* _Kutipan Dokumen_:
* * * *
People Innovation Excellence

KEMATIAN DEMOKRASI

Oleh SHIDARTA (Juli 2019)

Tulisan singkat ini menunjukkan betapa erat korelasi antara kemajuan teknologi di era digital dengan aktivitas yang masif dalam menambang data (data mining) tentang orang atau sekelompok orang lain, termasuk data yang tergolong personal tanpa seizin yang bersangkutan untuk berbagai alasan, baik untuk alasan politik, keamanan, bisnis, atau mungkin sekadar iseng. Manipulasi data ini membawa dampak yang sesat dan menyesatkan melalui klaim-klaim sepihak tanpa dukungan bukti empiris di lapangan. Klaim-klaim seperti ini tidak dibangun dengan fakta dan rasio melainkan dengan balutan emosi yang meluap. Emosi yang mengedepankan primordialisme dan eksklusivitas. Di sisi lain, masyarakat penerima pesan yang telah dibanjiri oleh limpahan data seperti itu cenderung menjadi makin tidak cerdas dan akan meresponsnya juga secara emosional. Pada akhirnya, ketika harus membuat pilihan-pilihan bersikap, masyarakat melakukan dengan sangat ceroboh, gegabah, dan tanpa perhitungan matang. Semua ini menurunkan kualitas demokrasi, bahkan tidak sedikit yang menyatakannya sebagai kematian demokrasi.
* * * *
* _Tugas_:
- a) Sebutkan semua alasan menambang data tentang orang lain yang disebut dalam tulisan tentang kematian demokrasi.
- b) Lanjutkan tulisan tentang kematian demokrasi dengan satu paragraf baru sesudah kalimat terakhirnya.
Materi di bawah ini diambil dari sumber yang berbeda.

* _Catatan dari sebuah koleksi_:
* * * *
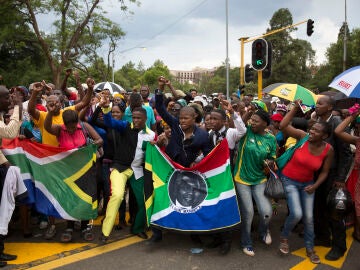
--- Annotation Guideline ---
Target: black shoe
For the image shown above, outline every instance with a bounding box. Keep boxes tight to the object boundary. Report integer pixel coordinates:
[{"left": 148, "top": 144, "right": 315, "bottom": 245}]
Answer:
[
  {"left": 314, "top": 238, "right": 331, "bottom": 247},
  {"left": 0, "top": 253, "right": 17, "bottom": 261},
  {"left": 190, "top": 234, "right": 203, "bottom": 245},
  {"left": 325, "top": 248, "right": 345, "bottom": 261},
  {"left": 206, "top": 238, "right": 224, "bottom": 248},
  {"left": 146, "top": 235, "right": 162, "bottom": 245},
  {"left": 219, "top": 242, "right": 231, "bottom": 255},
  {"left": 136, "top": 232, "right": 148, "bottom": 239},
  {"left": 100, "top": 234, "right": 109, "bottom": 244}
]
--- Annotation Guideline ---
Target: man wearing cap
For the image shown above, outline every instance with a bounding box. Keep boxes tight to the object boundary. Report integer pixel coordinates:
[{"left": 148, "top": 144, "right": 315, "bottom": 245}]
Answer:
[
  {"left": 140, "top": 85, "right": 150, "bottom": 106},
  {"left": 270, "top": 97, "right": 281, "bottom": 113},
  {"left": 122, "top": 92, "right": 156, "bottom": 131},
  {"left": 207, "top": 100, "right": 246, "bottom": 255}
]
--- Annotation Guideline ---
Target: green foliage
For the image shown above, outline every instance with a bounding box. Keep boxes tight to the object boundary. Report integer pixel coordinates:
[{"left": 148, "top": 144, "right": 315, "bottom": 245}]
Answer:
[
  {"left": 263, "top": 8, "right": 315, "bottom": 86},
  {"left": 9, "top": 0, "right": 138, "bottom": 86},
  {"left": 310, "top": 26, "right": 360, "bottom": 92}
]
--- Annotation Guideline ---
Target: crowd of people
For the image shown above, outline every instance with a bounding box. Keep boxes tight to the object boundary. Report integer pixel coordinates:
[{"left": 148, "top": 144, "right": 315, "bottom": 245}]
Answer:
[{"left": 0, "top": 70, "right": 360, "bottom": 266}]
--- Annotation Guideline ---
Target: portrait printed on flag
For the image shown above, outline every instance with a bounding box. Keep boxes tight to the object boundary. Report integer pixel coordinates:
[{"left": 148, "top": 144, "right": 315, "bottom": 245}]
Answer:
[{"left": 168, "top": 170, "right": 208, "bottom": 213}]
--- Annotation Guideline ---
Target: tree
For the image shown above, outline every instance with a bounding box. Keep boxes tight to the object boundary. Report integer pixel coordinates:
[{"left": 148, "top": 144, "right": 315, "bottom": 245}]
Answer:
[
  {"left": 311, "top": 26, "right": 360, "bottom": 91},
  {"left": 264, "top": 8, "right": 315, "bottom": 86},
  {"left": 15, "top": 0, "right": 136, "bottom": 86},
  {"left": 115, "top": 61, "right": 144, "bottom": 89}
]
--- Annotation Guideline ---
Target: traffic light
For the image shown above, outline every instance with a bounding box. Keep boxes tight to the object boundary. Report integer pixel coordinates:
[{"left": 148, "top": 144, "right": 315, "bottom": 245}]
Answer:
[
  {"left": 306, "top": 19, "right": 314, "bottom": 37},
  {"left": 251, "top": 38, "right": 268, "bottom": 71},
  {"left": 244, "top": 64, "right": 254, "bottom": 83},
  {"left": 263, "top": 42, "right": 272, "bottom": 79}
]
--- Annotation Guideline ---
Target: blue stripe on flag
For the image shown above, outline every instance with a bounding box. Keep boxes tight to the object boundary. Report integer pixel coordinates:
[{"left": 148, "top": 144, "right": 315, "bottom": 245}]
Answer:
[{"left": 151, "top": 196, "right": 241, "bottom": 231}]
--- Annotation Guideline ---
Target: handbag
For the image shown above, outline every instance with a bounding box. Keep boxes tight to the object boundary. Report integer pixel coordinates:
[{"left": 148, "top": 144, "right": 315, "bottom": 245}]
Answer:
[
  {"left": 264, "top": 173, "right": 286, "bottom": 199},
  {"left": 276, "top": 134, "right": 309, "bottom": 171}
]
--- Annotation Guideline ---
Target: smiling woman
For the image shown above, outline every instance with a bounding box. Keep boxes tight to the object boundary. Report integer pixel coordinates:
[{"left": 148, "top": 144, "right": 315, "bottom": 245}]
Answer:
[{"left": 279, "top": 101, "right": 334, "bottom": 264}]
* * * *
* _Jawaban Latihan_:
- a) Politik, keamanan, bisnis, dan sekadar iseng.

- b)
 

Pada bulan Oktober 2017, seorang buruh asal Palestina yang sedang bekerja di permukiman Beitar Ilit dekat kota Jerusalem, menyampaikan sebuah pesan sederhana melalui Facebook-nya. “Ysabechhum” tulisnya dalam aksara berbahasa Arab, yang bemakna “selamat pagi”. Pesan yang dilengkapi foto dirinya bersama dengan sebuah buldozer ini segera masuk dalam monitor system of surveillance dari petugas keamanan Israel dan dianalisis secara algoritmatik. Hasilnya sungguh mengejutkan! Pesan selamat pagi itu terolah menjadi  “Ydbachhum”  yang dalam bahasa Ibrani berarti “lukai mereka”. Alhasil pemuda ini segera dikepung dan ditahan dengan tuduhan serius, yaitu akan menyerang para pemukim Yahudi di Tepi Barat dengan buldozernya itu. Kejadian ini sekaligus membuktikan betapa setiap gerak gerik orang Palestina di wilayah Tepi Barat, tidak ada yang lepas dari pengintaian petugas keamanan Israel, melalui berbagai peralatan seperti kamera, drone, dan spy software.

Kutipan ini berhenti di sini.